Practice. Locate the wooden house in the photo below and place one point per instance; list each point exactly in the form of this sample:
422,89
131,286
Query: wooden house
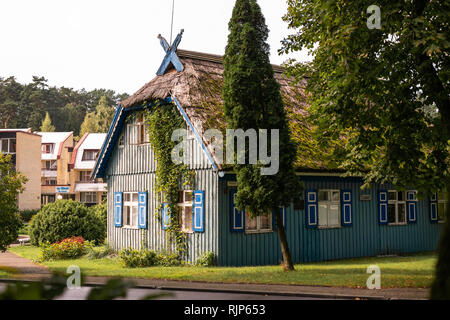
334,219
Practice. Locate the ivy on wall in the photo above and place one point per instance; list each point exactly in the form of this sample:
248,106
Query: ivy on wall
161,120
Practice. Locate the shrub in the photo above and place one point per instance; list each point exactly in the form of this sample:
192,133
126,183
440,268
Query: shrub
26,215
99,253
64,219
131,258
167,259
71,248
207,259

» **Aim of the task**
Copy back every line of the records above word for word, omitting the picture.

» **Correct output**
Practice. Locate the wooden house in the photo below and place one point per instance; list each point exactly in the form of this sample:
422,89
131,286
Query: wooden house
334,219
Practice. Locate the ivy on wall in the photo above and place one point per instance; list each point exactly in the form of this sample:
248,106
Query: ivy on wall
161,120
Practice. Locate the shrub in the photo above and place one point per instance; list each point exactly in the form of this sample:
192,133
126,183
440,268
Query: shrub
26,215
99,253
64,219
131,258
167,259
71,248
207,259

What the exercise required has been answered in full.